TEXT SEGMENT START

How are you feeling today?
Glad to hear it!
How is the wildlife in your area feeling?
The U.S.Geological Survey National Wildlife Health Center needs to know, and they have created two new programs to find out.
“Avian influenza, SARS, West Nile virus, and rabies are just a few of the rogues’ gallery of human diseases in which wildlife play a role. Seventy-five percent of recent emerging infectious diseases in humans began as animal infections, and most of these have involved wildlife,” explains USGS scientist Joshua Dein.
Getting this info into the right hands fast can lead to the detection and containment of wildlife disease outbreaks that may pose a health risk to people, livestock and stressed ecosystems. These new tools can help the public report sick or dead wild animals. They are examples of “citizen science,” which capitalizes on the public’s ability to help record and map natural phenomena, providing timely information to researchers.
Researchers in the Nelson Institute for Environmental Studies at the University of Wisconsin-Madison and the U.S. Geological Survey National Wildlife Health Center in Madison created WHER so that people around the world can easily share information about possible health threats to wildlife and humans.
The Wildlife Health Event Reporter (WHER) is a new website that enables anyone with an Internet connection to report sightings of sick or dead wildlife.
Both the WHER and “Outbreaks Near Me” are designed to advance One Health, a worldwide initiative to expand interdisciplinary collaborations and communications in all aspects of health care for humans, animals, and the environment.

TEXT SEGMENT END

Reproduce word for word the part of the wildlife health article that opens with the words "Glad to hear" and closes with "to find out.".

DATASET RECORDS START

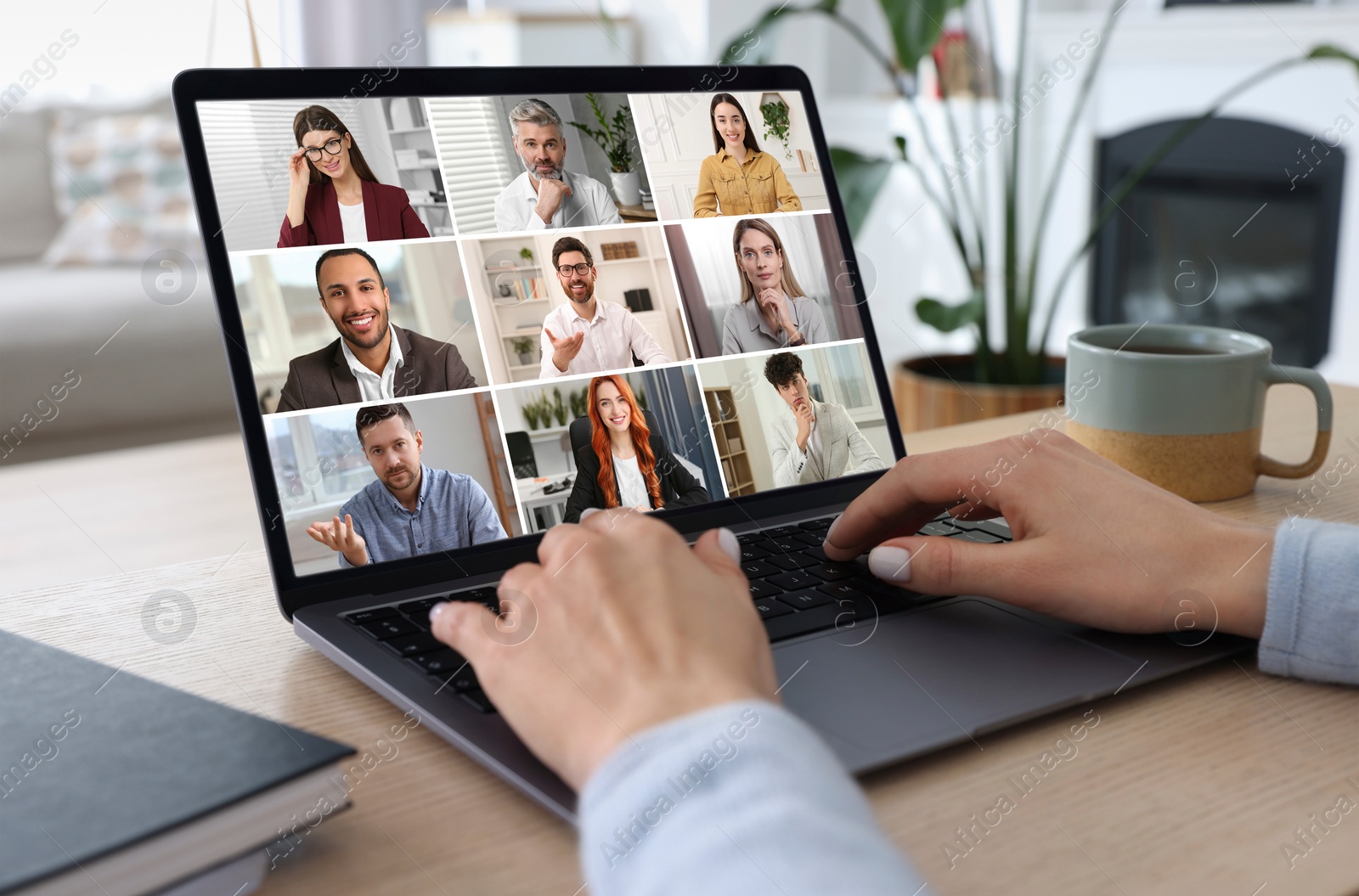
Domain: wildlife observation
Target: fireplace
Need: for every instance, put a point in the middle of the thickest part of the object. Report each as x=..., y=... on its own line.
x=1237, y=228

DATASET RECORDS END
DATASET RECORDS START

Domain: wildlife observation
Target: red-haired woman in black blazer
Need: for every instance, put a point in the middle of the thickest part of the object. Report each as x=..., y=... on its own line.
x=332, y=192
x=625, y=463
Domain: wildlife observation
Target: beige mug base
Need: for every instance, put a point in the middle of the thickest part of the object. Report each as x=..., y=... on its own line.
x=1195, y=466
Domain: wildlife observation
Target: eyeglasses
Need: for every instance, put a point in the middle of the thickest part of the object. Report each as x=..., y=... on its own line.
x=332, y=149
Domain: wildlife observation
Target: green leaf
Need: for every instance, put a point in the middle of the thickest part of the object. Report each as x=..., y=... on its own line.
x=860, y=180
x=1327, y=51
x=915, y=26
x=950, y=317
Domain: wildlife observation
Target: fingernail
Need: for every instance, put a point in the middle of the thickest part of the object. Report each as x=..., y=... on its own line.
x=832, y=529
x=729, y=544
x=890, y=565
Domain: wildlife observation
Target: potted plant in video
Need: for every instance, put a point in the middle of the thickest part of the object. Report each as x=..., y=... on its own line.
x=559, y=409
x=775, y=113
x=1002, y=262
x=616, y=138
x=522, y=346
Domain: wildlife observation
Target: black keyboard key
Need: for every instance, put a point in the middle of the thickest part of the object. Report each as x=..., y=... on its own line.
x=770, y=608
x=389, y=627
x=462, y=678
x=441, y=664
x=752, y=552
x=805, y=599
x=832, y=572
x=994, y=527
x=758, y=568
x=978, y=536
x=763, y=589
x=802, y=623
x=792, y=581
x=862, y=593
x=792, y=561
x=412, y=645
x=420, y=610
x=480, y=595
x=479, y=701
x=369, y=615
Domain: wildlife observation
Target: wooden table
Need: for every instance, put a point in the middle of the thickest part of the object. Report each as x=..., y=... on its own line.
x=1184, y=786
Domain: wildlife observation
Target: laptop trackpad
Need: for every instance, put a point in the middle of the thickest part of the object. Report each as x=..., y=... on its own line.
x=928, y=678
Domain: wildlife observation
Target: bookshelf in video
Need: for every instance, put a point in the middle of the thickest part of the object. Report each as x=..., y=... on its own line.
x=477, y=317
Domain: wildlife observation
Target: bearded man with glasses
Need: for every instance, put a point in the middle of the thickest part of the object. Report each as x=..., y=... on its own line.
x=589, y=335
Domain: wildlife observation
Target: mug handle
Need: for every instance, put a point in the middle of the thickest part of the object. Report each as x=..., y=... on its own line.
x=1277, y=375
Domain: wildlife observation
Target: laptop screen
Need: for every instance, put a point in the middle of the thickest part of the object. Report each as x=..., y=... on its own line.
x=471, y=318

DATASET RECORDS END
DATASET RECORDS START

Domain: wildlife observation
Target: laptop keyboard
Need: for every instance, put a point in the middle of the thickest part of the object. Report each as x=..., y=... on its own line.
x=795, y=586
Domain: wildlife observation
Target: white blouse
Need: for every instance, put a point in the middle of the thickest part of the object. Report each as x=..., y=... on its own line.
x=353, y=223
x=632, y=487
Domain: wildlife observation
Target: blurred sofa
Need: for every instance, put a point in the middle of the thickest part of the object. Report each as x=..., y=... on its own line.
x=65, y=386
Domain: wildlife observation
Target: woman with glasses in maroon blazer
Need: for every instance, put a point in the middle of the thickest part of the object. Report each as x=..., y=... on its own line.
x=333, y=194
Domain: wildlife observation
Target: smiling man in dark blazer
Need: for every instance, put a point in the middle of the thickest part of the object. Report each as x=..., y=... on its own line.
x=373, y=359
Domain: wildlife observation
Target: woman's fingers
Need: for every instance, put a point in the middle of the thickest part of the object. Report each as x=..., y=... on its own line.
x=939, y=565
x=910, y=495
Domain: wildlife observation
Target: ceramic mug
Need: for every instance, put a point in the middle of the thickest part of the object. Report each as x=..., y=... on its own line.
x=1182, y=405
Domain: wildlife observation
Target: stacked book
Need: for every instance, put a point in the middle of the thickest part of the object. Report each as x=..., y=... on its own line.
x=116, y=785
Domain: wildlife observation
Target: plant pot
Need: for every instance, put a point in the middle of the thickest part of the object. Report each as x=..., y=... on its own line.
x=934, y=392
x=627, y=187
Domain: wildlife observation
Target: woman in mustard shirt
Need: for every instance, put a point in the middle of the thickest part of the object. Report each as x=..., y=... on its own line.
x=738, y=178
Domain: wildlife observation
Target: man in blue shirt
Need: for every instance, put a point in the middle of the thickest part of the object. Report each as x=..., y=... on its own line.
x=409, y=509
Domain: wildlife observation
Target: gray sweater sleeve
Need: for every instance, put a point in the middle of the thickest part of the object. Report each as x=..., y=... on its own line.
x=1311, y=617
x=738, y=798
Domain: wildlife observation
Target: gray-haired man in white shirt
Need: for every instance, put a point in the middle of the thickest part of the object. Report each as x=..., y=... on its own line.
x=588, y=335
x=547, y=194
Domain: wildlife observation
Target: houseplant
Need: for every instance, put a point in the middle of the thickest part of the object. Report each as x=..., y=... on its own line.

DATASET RECORDS END

▶ _EXPECTED ANSWER_
Glad to hear it!
How is the wildlife in your area feeling?
The U.S.Geological Survey National Wildlife Health Center needs to know, and they have created two new programs to find out.